- GOAL OF THE EXERCISE
In the copy, keep every line below as it is and leave out the pictures.

(Text-to-region grounding data)
-.-.-

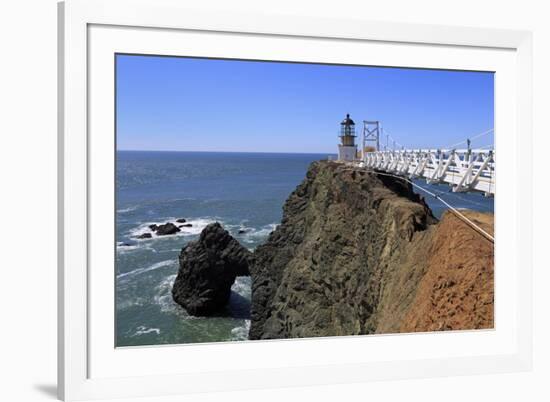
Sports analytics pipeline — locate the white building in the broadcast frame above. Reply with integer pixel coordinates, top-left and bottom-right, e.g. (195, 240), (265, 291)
(338, 113), (357, 162)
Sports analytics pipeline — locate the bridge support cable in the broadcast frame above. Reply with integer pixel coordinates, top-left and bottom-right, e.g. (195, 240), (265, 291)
(445, 128), (494, 150)
(364, 169), (495, 243)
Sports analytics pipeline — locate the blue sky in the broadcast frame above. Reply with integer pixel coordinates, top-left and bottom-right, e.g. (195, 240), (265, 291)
(116, 55), (494, 153)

-.-.-

- SOLUTION TO THE PROBLEM
Sports analytics pipeline — locate the white building in the broadcast frame above. Reply with integer pixel coordinates, top-left and bottom-right, e.g. (195, 240), (265, 291)
(338, 113), (357, 162)
Sports analytics pipeline — locate the bridge support cable in the broadcast frame above. Reply with integer pixel coordinates, top-left and bottom-right, e.g. (195, 240), (265, 291)
(445, 128), (494, 150)
(364, 169), (495, 243)
Sports analytics pipeline — locate the blue sky in the broadcast frame above. Reply with integer pixel coordinates, top-left and bottom-right, e.g. (195, 240), (265, 291)
(116, 55), (494, 153)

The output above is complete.